**Supplied passage:**
The Bitterroot Salish peoples (or Flathead, Salish, Séliš) are a Salish-speaking group of Native Americans, and one of three tribes of the Confederated Salish and Kootenai Tribes of the Flathead Nation in Montana. The Flathead Reservation is also home to the Kootenai and Pend d'Oreilles tribes. Bitterroot Salish Peoples or Flathead originally lived in an area west of Billings, Montana, extending to the continental divide in the west and south of Great Falls, Montana extending to the Montana–Wyoming border. From there they later moved west into the Bitterroot Valley. By request, a Catholic mission was built there in 1841. In 1891 they were forcibly moved to the Flathead Reservation.

==Alternative names==

The Bitterroot Salish are known by various names including Salish, Selish, and Flathead. The name "Flathead" was a term used to identify any Native tribes who had practiced head flattening. The Salish, however, deny that their ancestors engaged in this practice. Instead, they believe that this name caught on because of their identifying sign in the Coast Salish Sign Language. Namely because it involved pressing both sides of the head with your hands, which meant .

==Language==

The people are an Interior Salish group of Native Americans. They speak Salish, the namesake of the entire Salishan languages family. The Interior Salish group consists of the Flathead (Séliš), Kalispell (Qlispé) and Spokane.

According to Salish history, the Salish speaking people originally lived as one large nation thousands of years ago. Their region stretched from Montana all the way to the Pacific Coast. Tribal elders say that the tribes started to break into smaller groups as the population became too big to sustain its needs in just one central location.

Following the dispersion the Salishan languages had branched into different dialects from various regions the tribes dispersed to. Centuries later, the separated groups of Salishan peoples became distinct and their corresponding languages had developed into the Salishan language family. The eastern sub-family family is known as Interior Salish. They consist of the Spokane language (npoqínišcn) spoken by the Spokane people, the Kalispel language (qlispé) spoken by the Pend d'Oreilles tribe, and the Bitterroot Salish (séliš) language.

==History==

===Origins===

The tribes' oral history tells of having been placed in their Indigenous homelands, which is now present-day Montana, from when Coyote killed the nałisqelixw, which literally translates into people-eaters.

**Activity 1:**
Write out the part of the passage on the Bitterroot Salish from "The Bitterroot Salish peoples" up to and including "the Flathead Reservation.", copying it word for word.
**Activity 2:**
According to the passage on the Bitterroot Salish, in what year were they forcibly moved to the Flathead Reservation?

**Data records:**

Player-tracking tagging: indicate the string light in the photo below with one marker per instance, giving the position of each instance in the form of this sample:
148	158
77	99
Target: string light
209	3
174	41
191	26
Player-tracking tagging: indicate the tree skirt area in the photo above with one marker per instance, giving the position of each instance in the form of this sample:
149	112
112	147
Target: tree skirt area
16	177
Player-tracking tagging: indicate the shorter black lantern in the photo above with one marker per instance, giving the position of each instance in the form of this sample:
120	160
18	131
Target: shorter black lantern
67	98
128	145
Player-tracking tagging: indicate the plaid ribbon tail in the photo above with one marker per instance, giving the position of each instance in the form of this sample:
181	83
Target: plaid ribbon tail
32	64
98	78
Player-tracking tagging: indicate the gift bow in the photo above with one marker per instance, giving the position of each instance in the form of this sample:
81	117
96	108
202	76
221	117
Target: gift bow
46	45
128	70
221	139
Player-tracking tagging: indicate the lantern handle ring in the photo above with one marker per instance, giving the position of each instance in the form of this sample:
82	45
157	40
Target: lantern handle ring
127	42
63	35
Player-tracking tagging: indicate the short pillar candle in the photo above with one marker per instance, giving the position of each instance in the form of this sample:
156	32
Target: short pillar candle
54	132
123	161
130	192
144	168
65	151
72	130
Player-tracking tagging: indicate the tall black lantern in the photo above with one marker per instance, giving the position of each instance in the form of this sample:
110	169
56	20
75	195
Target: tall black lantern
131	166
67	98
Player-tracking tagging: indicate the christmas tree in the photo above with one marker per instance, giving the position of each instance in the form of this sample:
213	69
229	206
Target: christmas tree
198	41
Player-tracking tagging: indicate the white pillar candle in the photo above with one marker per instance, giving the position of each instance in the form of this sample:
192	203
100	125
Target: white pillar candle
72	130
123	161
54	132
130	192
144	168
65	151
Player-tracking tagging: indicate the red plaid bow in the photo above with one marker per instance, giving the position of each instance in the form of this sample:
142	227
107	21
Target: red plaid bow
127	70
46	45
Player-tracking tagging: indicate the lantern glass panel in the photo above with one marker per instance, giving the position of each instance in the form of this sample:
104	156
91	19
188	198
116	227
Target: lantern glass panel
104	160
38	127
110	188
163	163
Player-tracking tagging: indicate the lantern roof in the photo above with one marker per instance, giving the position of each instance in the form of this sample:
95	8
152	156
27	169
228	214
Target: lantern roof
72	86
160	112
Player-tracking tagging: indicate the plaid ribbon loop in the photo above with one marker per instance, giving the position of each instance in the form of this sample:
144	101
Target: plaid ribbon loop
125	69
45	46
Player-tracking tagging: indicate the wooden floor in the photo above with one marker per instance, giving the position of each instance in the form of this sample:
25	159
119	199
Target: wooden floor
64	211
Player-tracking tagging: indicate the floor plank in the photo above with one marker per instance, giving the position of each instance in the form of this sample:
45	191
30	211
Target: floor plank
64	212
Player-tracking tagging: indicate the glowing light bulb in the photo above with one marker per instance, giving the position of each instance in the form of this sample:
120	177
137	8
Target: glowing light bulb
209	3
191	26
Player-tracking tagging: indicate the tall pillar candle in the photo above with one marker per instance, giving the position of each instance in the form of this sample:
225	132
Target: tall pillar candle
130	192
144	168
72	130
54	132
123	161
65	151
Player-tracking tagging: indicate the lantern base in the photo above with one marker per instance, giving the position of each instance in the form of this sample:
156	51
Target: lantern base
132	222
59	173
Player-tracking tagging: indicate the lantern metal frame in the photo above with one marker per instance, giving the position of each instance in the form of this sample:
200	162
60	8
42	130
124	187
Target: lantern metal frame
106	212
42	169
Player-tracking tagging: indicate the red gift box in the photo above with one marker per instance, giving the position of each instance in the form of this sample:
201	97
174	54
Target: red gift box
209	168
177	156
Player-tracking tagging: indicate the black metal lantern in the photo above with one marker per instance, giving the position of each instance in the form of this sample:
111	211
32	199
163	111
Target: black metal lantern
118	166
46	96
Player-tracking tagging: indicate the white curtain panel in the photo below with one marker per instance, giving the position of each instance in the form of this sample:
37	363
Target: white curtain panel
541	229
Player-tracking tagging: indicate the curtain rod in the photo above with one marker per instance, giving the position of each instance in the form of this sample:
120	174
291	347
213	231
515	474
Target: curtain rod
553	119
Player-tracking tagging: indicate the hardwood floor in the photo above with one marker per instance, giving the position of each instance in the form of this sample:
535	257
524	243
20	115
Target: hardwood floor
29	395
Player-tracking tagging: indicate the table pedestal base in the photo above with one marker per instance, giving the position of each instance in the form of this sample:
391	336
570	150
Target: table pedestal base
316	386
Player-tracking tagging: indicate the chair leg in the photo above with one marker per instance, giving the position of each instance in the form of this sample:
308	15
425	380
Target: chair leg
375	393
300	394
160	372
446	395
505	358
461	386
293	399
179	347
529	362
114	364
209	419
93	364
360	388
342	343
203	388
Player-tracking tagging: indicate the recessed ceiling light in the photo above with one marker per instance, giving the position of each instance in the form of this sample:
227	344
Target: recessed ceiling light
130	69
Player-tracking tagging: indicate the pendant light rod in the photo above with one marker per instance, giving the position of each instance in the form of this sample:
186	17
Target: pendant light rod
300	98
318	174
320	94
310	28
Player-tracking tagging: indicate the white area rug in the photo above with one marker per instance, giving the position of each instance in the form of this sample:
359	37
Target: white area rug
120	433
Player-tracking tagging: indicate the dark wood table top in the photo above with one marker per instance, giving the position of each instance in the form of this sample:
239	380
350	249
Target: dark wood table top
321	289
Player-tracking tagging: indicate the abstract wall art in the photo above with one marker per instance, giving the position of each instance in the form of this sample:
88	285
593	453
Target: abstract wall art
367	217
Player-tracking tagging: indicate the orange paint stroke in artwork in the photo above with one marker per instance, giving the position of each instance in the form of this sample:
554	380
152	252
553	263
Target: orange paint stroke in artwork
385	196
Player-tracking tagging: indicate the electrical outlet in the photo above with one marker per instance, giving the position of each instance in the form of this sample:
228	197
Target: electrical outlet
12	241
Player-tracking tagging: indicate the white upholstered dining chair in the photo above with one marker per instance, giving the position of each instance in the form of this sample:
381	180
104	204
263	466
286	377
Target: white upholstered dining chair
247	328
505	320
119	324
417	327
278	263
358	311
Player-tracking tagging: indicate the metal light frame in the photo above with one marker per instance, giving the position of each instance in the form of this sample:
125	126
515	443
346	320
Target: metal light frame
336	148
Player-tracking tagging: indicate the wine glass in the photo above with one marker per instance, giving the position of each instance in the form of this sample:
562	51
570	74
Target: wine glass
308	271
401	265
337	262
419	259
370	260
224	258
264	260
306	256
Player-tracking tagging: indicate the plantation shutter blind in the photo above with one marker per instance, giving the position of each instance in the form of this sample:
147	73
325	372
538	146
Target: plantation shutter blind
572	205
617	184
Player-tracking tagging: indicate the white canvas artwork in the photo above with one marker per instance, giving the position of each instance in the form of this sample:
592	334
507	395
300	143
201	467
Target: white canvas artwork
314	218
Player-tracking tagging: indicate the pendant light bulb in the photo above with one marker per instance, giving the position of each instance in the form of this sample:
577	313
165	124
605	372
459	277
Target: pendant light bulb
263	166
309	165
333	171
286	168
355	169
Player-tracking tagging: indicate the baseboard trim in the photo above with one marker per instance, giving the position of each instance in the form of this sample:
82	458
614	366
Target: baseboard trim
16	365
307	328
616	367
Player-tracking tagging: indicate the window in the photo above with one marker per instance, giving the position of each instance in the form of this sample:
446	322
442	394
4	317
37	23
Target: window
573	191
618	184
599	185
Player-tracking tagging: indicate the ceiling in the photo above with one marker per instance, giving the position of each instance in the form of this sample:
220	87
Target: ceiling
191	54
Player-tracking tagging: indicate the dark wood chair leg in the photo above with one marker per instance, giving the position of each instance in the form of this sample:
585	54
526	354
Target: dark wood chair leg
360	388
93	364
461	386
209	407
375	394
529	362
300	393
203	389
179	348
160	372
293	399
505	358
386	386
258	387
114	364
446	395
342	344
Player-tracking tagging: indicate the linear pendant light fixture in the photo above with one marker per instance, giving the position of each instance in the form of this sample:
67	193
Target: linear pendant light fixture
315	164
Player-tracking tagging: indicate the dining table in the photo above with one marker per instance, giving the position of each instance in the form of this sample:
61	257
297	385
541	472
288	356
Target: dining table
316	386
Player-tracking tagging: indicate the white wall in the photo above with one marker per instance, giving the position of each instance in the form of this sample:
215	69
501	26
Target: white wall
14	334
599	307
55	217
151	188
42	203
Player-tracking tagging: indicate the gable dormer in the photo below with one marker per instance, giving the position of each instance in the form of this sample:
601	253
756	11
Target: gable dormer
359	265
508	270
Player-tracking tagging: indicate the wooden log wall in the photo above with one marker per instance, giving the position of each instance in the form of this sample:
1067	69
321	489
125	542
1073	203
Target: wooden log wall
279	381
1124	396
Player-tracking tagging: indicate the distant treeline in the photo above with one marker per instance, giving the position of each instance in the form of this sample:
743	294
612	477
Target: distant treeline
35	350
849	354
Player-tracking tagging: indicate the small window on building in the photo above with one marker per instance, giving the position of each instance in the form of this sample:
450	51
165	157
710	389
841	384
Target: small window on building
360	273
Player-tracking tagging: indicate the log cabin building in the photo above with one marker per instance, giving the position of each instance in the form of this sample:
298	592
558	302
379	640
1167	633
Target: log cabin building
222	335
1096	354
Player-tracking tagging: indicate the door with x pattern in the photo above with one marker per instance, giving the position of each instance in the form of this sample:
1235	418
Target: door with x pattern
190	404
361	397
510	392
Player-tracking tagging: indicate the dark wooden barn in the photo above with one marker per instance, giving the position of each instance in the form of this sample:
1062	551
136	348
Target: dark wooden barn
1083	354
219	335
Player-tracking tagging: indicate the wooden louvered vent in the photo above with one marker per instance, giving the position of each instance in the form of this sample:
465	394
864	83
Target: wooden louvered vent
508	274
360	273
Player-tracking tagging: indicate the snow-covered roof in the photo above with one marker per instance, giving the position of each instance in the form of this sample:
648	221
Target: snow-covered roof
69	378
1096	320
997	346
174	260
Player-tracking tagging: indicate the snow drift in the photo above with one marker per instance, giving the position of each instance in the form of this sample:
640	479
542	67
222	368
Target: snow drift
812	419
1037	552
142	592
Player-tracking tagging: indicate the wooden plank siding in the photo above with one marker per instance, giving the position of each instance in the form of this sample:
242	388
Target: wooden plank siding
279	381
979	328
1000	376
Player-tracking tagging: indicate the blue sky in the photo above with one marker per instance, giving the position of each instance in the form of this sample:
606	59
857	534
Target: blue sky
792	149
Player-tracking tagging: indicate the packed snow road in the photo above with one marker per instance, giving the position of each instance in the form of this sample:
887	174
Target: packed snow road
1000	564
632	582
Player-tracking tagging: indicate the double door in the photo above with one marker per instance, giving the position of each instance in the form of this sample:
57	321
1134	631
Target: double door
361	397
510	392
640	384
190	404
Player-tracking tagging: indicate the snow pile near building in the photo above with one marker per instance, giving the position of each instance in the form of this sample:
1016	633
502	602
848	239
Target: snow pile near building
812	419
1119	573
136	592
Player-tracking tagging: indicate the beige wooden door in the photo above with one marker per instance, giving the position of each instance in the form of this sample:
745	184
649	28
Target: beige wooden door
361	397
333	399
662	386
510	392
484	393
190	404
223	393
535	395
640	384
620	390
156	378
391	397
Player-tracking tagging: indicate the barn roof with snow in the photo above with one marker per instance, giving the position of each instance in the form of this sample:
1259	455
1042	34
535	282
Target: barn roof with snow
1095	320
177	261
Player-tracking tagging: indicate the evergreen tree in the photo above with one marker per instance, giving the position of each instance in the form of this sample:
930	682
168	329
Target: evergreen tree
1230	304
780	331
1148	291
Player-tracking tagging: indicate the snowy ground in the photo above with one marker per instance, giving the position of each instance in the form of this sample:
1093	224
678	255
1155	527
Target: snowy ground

**Exercise answer 1:**
The Bitterroot Salish peoples (or Flathead, Salish, Séliš) are a Salish-speaking group of Native Americans, and one of three tribes of the Confederated Salish and Kootenai Tribes of the Flathead Nation in Montana. The Flathead Reservation is also home to the Kootenai and Pend d'Oreilles tribes. Bitterroot Salish Peoples or Flathead originally lived in an area west of Billings, Montana, extending to the continental divide in the west and south of Great Falls, Montana extending to the Montana–Wyoming border. From there they later moved west into the Bitterroot Valley. By request, a Catholic mission was built there in 1841. In 1891 they were forcibly moved to the Flathead Reservation.

**Exercise answer 2:**
1891